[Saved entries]
=====
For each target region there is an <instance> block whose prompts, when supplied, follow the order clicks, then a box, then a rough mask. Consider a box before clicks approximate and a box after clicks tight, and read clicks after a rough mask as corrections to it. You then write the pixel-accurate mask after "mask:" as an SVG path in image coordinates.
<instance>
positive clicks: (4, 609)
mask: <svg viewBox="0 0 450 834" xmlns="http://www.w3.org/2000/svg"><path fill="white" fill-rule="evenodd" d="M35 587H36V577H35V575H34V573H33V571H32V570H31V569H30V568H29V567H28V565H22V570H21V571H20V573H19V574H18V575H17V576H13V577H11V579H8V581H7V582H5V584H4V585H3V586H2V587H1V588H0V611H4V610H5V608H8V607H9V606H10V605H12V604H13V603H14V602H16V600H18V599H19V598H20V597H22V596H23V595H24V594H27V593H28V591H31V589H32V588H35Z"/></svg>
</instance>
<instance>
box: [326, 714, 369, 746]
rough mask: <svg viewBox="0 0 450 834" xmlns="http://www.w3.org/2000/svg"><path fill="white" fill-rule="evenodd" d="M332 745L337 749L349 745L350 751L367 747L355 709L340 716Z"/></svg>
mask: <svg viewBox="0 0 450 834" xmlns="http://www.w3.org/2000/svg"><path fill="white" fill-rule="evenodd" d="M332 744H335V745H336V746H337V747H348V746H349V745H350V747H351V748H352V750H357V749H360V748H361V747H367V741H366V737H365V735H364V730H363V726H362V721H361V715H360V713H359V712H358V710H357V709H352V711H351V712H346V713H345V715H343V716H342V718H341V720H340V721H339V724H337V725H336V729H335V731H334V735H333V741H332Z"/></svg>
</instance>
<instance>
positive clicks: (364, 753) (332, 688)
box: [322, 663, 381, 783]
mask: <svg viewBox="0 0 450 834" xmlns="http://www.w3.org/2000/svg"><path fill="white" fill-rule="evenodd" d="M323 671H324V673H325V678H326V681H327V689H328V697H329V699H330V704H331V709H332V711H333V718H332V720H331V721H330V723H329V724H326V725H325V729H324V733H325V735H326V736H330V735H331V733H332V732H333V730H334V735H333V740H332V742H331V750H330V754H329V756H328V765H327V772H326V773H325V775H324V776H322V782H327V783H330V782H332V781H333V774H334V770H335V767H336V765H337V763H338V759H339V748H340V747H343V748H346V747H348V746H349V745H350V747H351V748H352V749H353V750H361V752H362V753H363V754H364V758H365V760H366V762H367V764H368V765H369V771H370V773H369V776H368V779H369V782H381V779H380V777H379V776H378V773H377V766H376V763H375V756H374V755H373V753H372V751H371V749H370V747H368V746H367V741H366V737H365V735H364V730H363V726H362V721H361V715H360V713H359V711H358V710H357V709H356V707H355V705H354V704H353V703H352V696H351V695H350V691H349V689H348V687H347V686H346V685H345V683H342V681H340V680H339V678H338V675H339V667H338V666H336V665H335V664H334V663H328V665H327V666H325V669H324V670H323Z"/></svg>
=====
Beginning at the first line of the records, give again each line exactly as written, ending with the line that contains "box: [326, 714, 369, 746]".

For each target region there is an <instance> block whose prompts, when supplied, follow the order clicks, then a box, then a rough mask. Consider a box before clicks approximate and a box after clicks tight, and read clicks after a rough mask as corrections to it. You then write the pixel-accurate mask after "mask:" as an SVG path in image coordinates.
<instance>
positive clicks: (4, 609)
mask: <svg viewBox="0 0 450 834" xmlns="http://www.w3.org/2000/svg"><path fill="white" fill-rule="evenodd" d="M35 587H36V577H35V575H34V573H33V571H32V570H31V569H30V568H29V567H28V565H22V570H21V571H20V573H19V574H18V575H17V576H13V577H11V579H8V581H7V582H5V584H4V585H3V586H2V587H1V588H0V611H4V610H5V608H8V607H9V606H10V605H12V604H13V603H14V602H16V600H18V599H19V598H20V597H22V596H23V595H24V594H27V593H28V591H31V589H32V588H35Z"/></svg>
</instance>
<instance>
box: [326, 714, 369, 746]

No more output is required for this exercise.